> **What to do**
A. Rewrite the part of the Honolulu Community College history starting with "For nine decades, Honolulu" and going on through "changes of Hawai'i.", with "nine decades" replaced by "ninety years".
B. According to the Honolulu Community College history, how many students did the Territorial Trade School open its doors to in 1920?

> **Text excerpt**
§

Historical Background

For nine decades, Honolulu Community College has met the education and workforce needs of its community by providing a broad range of career and technical programs and a comprehensive liberal arts program designed to prepare students for transfer to baccalaureate institutions. Honolulu Community College has a rich history tied closely to the community it serves and a history shaped by social and cultural changes of Hawai'i.

Honolulu Community College began on February 2, 1920 when the Territorial Trade School opened its doors to 42 students in the buildings of the Old Chinese Hospital in P?lama. Subjects included auto mechanics, machine shop, and carpentry. By 1925, to take advantage of federal legislation the Territorial Trade School became the Smith-Hughes department of McKinley High School and two years later was renamed Honolulu Vocational School.

Just before the start of the Great Depression in 1929, the Territorial Legislature appropriated $40,000 for improvements in the physical plant of the campus. The campus also looked forward to the 1931 opening of Dillingham Boulevard.

During World War II, students of Honolulu Vocational School helped in making war-related items like machine gun mounts and land mines. In 1946, to meet post-war demands for services and housing, the Cosmetology, Refrigeration, Drafting and Radio programs were added. In 1948 the school developed a Baking program. The Plumbing program was started in 1950, the Masonry program a year later and the Auto Body and Repair program the following year. The growth prompted students and faculty two years later to request a name change from Honolulu Vocational School to Honolulu Technical School.

The post-war growth in the student body resulted in new campus facilities. In 1958, the Foods building opened, housing the school's bake shop and cafeteria. The Automotive Building was completed in 1962 along with Electronics Building. The following year, Honolulu Technical School built a two-story science building. On July 1, 1965, Honolulu Technical School was transferred by statute from the Department of Education to the University of Hawai'i and became part of the Community College System. The Board of Regents approved the name change from Honolulu Technical School to Honolulu Community College a year later. The following year, the Associate of Arts degree was authorized.

§

> **Data to examine**
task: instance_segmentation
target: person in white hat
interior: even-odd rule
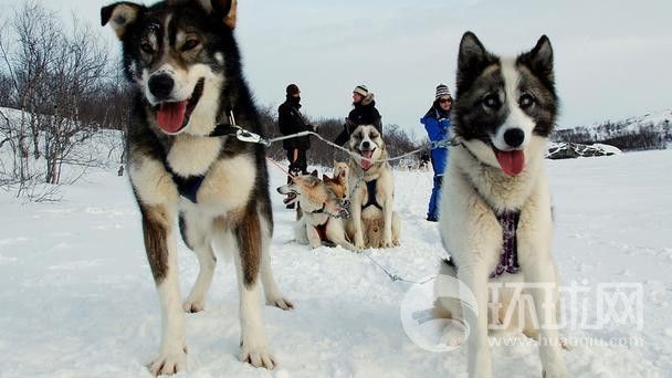
[[[450,111],[453,105],[453,97],[450,95],[450,90],[444,84],[437,86],[434,102],[429,108],[420,123],[424,125],[427,135],[431,141],[441,141],[448,139],[450,135]],[[439,203],[441,202],[441,186],[443,185],[443,175],[448,162],[448,147],[435,147],[431,150],[432,168],[434,169],[434,187],[429,200],[429,210],[427,211],[427,220],[430,222],[439,221]]]
[[[374,125],[382,134],[382,117],[376,108],[374,94],[369,92],[366,85],[357,85],[353,90],[353,106],[343,125],[343,132],[334,140],[335,144],[343,146],[350,139],[350,134],[359,125]]]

§

> **Solved tasks**
A.
For ninety years, Honolulu Community College has met the education and workforce needs of its community by providing a broad range of career and technical programs and a comprehensive liberal arts program designed to prepare students for transfer to baccalaureate institutions. Honolulu Community College has a rich history tied closely to the community it serves and a history shaped by social and cultural changes of Hawai'i.

B. 42 students